- THE TASK
Every line of the material must be copied exactly, from the first to the last.

- MATERIAL SUPPLIED
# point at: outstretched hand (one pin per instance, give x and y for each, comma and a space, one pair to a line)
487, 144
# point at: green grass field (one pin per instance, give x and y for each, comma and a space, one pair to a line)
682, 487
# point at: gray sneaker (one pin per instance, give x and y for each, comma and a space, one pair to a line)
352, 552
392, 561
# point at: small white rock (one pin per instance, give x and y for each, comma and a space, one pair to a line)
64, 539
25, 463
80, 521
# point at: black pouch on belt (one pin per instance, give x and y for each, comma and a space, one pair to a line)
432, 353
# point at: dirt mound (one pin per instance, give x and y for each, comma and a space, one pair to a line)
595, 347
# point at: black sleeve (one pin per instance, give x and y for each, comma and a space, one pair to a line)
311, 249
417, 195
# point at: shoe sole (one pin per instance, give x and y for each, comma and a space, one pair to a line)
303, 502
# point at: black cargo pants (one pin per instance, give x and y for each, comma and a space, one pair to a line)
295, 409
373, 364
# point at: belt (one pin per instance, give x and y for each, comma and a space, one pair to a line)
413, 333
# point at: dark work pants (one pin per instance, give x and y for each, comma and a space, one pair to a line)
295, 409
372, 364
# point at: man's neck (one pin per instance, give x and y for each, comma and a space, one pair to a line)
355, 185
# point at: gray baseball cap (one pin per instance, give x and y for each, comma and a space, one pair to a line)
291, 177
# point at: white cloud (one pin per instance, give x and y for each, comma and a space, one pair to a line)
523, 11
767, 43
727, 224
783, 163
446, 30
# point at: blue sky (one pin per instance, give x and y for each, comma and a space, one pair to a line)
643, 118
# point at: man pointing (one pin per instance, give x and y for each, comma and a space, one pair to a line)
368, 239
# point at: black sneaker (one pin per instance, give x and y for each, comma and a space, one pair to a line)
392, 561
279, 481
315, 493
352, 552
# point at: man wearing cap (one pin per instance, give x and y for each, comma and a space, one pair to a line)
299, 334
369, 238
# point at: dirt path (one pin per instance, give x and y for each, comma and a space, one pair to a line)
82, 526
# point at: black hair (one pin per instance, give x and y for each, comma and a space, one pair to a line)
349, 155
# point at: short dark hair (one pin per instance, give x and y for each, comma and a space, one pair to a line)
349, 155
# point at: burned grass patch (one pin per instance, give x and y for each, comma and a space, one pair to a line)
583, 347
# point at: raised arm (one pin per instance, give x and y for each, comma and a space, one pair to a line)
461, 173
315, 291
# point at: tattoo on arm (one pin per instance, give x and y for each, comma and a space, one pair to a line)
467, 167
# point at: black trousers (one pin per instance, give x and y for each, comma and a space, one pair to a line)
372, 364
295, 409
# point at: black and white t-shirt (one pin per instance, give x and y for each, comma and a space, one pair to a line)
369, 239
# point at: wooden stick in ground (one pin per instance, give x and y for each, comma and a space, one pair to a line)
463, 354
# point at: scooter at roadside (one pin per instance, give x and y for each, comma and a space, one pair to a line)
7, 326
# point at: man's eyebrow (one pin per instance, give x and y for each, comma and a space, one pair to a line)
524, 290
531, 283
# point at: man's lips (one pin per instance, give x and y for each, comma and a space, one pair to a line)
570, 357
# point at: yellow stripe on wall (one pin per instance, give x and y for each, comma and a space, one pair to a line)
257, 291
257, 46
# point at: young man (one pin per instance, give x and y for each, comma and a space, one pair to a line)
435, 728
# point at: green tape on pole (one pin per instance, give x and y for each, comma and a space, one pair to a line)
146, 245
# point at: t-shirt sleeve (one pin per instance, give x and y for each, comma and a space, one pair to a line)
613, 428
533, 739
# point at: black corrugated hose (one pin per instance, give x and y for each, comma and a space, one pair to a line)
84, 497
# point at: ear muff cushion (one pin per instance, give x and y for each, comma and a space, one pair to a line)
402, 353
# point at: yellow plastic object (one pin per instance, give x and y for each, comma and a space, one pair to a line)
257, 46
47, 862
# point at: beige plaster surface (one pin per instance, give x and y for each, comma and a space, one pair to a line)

- RESULT OF THE EXERCISE
# point at: outstretched hand (one pin per instance, give x and y for each, comma and a space, one pair to a line)
487, 144
# point at: green grass field (one pin per instance, give x and y for each, comma and a space, one pair to a line)
682, 487
# point at: gray sneaker (one pin per instance, give x and y for each, comma and a space, one pair to a line)
352, 552
392, 561
# point at: small white rock (one pin per instance, give x and y for each, comma and a space, one pair to a line)
64, 539
25, 463
80, 521
# point at: black pouch on belt (one pin per instance, give x and y for each, comma and a space, one pair to a line)
432, 353
# point at: dirt mound (one pin per instance, give x and y for each, comma and a space, one pair to a line)
595, 347
# point at: black sleeve (one pin per instance, give x and y for each, comma and a space, one pair to a line)
311, 249
417, 195
# point at: shoe sole (one pin per instance, give x and y for each, comma and a space, one pair to a line)
303, 502
# point at: black cargo pants (one pin per instance, give x and y for each, comma and a space, one pair to a line)
295, 409
373, 364
# point at: belt (one pin per instance, give x and y for each, comma and a space, one pair to a line)
413, 333
# point at: dark work pants (one pin per instance, give x and y for each, comma and a space, one pair to a line)
295, 409
372, 364
# point at: man's neck (one pin per instance, give x and y for each, comma and a space, one pair to a line)
355, 185
# point at: gray baseball cap (one pin per instance, give x and y for each, comma and a space, one pair to a line)
291, 177
# point at: white cloud (one pin per instance, give x and y for each, comma and a space, one pair to a line)
523, 11
767, 43
727, 224
783, 163
446, 30
# point at: blue sky (one pin per instance, give x and y for each, comma and a space, one pair to a line)
643, 118
# point at: man pointing (one pin per instance, give x and y for each, comma and a space, one pair to a line)
368, 239
# point at: black sneaker (one pin per instance, give x and y for each, comma and a space, one pair to a line)
392, 561
279, 481
315, 493
352, 552
# point at: man wearing cap (one pin per instance, give x and y for each, comma and a space, one pair to a line)
299, 334
369, 238
# point at: dirt path (one pin per instance, give x and y for each, comma and a space, one pair to a line)
82, 526
# point at: black hair (one pin per instance, give x and y for each, comma and a space, one pair to a line)
349, 155
# point at: short dark hair (one pin per instance, give x and y for each, comma and a space, one pair to a line)
349, 155
# point at: burned grass patch (one pin per instance, give x and y for each, comma and a space, one pair to a line)
583, 347
# point at: raised arm (one pin per instance, give x and y for each, comma and a space, one pair to a line)
461, 173
315, 291
# point at: tattoo on arm (one pin per instance, give x and y for each, comma and a space, one pair to a line)
467, 167
# point at: black trousers (one pin per instance, give x and y for each, comma and a space, one pair to a line)
372, 364
295, 409
# point at: black and white t-shirt (one pin per instance, give x and y for each, comma and a space, one pair to a line)
369, 239
# point at: wooden stick in ground (one pin per instance, give x and y for each, comma and a space, one pair to a line)
463, 354
# point at: scooter at roadside (one pin per instance, give x and y for each, comma and a space, one pair to a line)
7, 326
# point at: man's eyebrow (one pin per instance, give x and y for each, comma and a space, one pair to a line)
524, 290
531, 283
# point at: man's lips (one pin per instance, give x and y for each, comma and a space, one pair to a line)
570, 357
# point at: yellow stripe on wall (one pin per instance, give x and y for each, comma and a space, one pair to a line)
257, 291
257, 46
# point at: young man (one pin per instance, give x and y for each, comma and a space, one pair to a line)
435, 728
# point at: green tape on pole (one pin per instance, give x and y for each, comma and a space, one pair to a line)
146, 245
# point at: t-shirt sleeve (one pin per instance, give x and y for each, comma and a space, one pair to a line)
613, 428
533, 739
# point at: black corrugated hose (one pin per instance, give x and y for each, comma and a space, one pair to a line)
84, 497
# point at: ear muff cushion (one pin per instance, give x and y for each, comma and a space, one pair to a line)
402, 353
# point at: yellow plastic object (one pin per instance, give x and y for each, comma and a space, one pair to a line)
257, 46
47, 862
# point at: beige plaster surface (one pin per instance, give x and y for each, comma and a space, one pair to a line)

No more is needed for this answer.